> **Consigna A**: En el fragmento sobre la salud mental en Freud y Lacan, ¿dónde sitúa Erixímaco la esencia de la salud?
> **Consigna B**: Continúa el fragmento sobre la salud mental en Freud y Lacan a partir de su última oración.

==== Fragmento ====

Como lo observa Freud en Un caso de curación por hipnosis en 1892, la verdad que se “inhibe y rechaza” en el comportamiento normal es la que “sale a la luz” en la histeria.[20] El cuadro histérico, patológico, pone al descubierto la verdad oculta de la salud mental. Sabemos que en Freud esta verdad es la verdad de los conflictos psíquicos, de aquellas oposiciones que Lacan juzga insuperables, no pudiendo superarse en el sano equilibro al que se refieren Alcmeón, Hipócrates y Erixímaco.

Concepción adaptativa y productiva de la salud mental

Debe reiterarse que el equilibrio entre fuerzas está siempre habitado por la oposición entre las fuerzas equilibradas. La clave misma del equilibrio estriba en la oposición. Es la oposición la que se resuelve de un modo u otro en el equilibrio. Es también porque las fuerzas se oponen de cierto modo, porque son las que son en virtud de su oposición, que luego pueden equilibrarse de cierta forma en la salud mental. Es por esto que Freud busca desentrañar la verdad de lo normal en lo patológico, en la tensión y la contradicción, en el conflicto psíquico y en el resultante desgarramiento de la experiencia del sujeto.

Lacan está de acuerdo con Freud y es por este acuerdo que discrepa de Erixímaco. Mientras que el médico griego sitúa la esencia de la salud en el equilibrio entre fuerzas opuestas que superan su oposición al equilibrarse, Lacan descubre el meollo de la salud en la oposición entre las fuerzas equilibradas que pueden equilibrarse precisamente porque no superan su oposición al equilibrarse. La oposición persiste y por lo tanto la salud no es el estado ideal, imaginario, de un yo que supera su división y que se reconcilia consigo mismo, armonizándose y acordándose con lo que es, como creían Erixímaco, Hipócrates y Alcmeón, y como aún lo creen ciertos psicoanalistas y muchos psicólogos.

No pudiendo superar el desgarramiento de su experiencia, no pudiendo adaptarse a su propio ser, el sujeto es mucho menos capaz de adaptarse a lo que le rodea. La idea psicológica de la salud mental como condición adaptada será también categóricamente rechazada por Lacan. El psicoanalista francés encuentra en esta idea el correlato de la anterior: el yo adaptado a sí mismo es el yo adaptado al otro, a la imagen especular del otro, a la imagen de sí mismo en el espejo. Este otro yo, tan otro como yo, permite superar en lo imaginario la división del sujeto con respecto a sí mismo y con respecto al mundo que se abre en el vacío del propio ser, del objeto del que estoy dividido.

==== Material mostrado ====

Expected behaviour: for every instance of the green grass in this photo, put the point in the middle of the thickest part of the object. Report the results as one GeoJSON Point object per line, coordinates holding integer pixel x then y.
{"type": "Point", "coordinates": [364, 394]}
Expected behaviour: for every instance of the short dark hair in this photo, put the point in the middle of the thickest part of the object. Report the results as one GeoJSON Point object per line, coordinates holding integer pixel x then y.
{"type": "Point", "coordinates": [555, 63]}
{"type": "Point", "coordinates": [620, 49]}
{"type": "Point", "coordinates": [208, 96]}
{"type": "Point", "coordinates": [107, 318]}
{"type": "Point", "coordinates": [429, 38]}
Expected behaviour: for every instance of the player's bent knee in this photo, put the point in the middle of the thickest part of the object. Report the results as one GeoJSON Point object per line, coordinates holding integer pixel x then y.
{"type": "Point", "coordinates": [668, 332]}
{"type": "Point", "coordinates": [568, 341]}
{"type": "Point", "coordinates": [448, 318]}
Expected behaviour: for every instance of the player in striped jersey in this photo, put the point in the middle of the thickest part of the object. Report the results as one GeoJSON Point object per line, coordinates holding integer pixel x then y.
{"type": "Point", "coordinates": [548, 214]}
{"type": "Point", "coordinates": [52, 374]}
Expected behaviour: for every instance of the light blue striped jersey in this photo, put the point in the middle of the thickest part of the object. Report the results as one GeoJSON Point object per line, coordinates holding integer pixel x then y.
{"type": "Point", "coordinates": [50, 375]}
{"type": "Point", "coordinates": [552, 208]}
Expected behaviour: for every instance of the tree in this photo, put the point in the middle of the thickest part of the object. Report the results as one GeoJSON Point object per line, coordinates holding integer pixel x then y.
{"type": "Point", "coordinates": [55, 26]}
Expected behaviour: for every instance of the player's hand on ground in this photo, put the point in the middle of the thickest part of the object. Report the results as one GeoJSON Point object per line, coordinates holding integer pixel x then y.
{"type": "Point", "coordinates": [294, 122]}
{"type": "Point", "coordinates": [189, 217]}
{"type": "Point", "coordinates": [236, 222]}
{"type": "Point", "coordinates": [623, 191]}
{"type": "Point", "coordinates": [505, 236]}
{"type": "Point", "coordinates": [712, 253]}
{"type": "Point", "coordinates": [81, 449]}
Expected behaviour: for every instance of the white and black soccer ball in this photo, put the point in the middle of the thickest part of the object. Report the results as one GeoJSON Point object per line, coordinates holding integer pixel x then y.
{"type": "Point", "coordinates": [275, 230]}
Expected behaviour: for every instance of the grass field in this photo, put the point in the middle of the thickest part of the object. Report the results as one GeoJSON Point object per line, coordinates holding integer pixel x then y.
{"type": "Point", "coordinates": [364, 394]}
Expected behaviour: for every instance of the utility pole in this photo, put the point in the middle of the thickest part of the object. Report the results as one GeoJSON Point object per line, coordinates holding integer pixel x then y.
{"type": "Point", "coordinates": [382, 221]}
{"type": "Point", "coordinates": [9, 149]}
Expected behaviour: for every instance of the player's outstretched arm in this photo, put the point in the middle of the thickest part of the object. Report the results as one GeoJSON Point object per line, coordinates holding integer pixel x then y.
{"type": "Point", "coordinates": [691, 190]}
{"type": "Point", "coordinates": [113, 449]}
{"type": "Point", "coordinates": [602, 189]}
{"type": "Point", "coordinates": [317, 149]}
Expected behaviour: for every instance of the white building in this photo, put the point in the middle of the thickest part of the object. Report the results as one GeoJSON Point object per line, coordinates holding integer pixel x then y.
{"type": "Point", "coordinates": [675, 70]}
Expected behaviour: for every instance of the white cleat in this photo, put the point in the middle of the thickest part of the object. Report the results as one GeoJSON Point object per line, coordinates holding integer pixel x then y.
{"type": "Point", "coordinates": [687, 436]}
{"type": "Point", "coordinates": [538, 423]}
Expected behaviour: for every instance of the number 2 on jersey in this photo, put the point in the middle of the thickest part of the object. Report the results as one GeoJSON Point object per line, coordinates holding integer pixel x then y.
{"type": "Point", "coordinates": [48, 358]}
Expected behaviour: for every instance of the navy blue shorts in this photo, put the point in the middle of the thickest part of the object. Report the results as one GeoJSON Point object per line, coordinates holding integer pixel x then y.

====

> **Respuesta A**: En el equilibrio entre fuerzas opuestas que superan su oposición al equilibrarse.

> **Respuesta B**:
En 1955, en La cosa freudiana, Lacan rechaza la noción adaptativa de salud por ver en ella la imposición al sujeto de una “medida” que no es la suya.[21] Años después, en 1966, en un violento debate con médicos en La Salpetrière, Lacan explica esta imposición de la medida normativa de salud a la “empresa universal de productividad” en relación con “el goce del cuerpo”[22]. El goce productivo del cuerpo aparece entonces como el sentido fundamental de la salud adaptativa del sujeto. El sujeto debe estar sano al adaptarse al sistema económico para que así el sistema pueda gozar de su cuerpo en la producción.

Digamos que es para explotar, para gozar productivamente de los cuerpos, que el Otro, un Otro cada vez más subsumido en el capitalismo, necesita de sujetos sanos, bien adaptados. La salud es aquí la adaptación a los fines productivos del sistema simbólico de la cultura que va quedando totalmente subsumido en el sistema económico del capitalismo. El sujeto adaptado al goce del capital, a la producción capitalista de más y más plusvalor, es cada vez más el sujeto saludable de la medicina y la psicología dominante.

Descartando la noción adaptativa y productiva de la salud, Lacan ya nos planteaba en 1953, en su conferencia Simbólico, imaginario y real, que “el propósito de toda salud no debería ser, como se cree, adaptarse a un real más o menos bien definido, bien organizado, sino hacer que se reconozca la propia realidad, el propio deseo”, lo que sólo se consigue al “simbolizarlo”.[23] Sobra decir que la simbolización y el resultante reconocimiento del propio deseo, lejos de ser un gesto adaptativo, tiende a ser un acto sintomático disruptivo, subversivo, incluso revolucionario. Lo seguro es que esta idea lacaniana subversiva de la salud como conquista del reconocimiento de nuestro deseo, de la escucha de nuestro síntoma, es diametralmente opuesta a la idea psicológica adaptativa de la salud como aceptación del goce del Otro y ahora cada vez más del capital.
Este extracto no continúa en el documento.